Task instructions |
Rewrite the material with every "calf's eye" replaced by "eye of the calf" and nothing else changed, leaving out the pictures.

Material to process |
══════════════════════════════
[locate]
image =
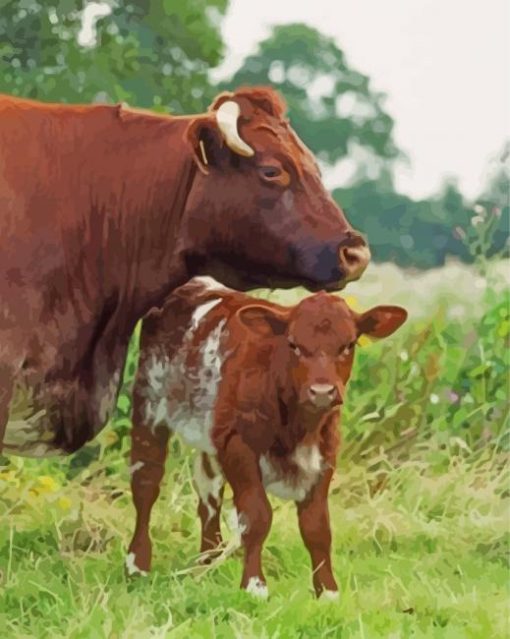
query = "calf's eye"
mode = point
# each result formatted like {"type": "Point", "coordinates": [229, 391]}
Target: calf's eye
{"type": "Point", "coordinates": [269, 172]}
{"type": "Point", "coordinates": [295, 348]}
══════════════════════════════
Correct response |
[locate]
image =
query = "eye of the calf"
mode = point
# each result formatted like {"type": "Point", "coordinates": [229, 391]}
Target: eye of the calf
{"type": "Point", "coordinates": [269, 172]}
{"type": "Point", "coordinates": [295, 348]}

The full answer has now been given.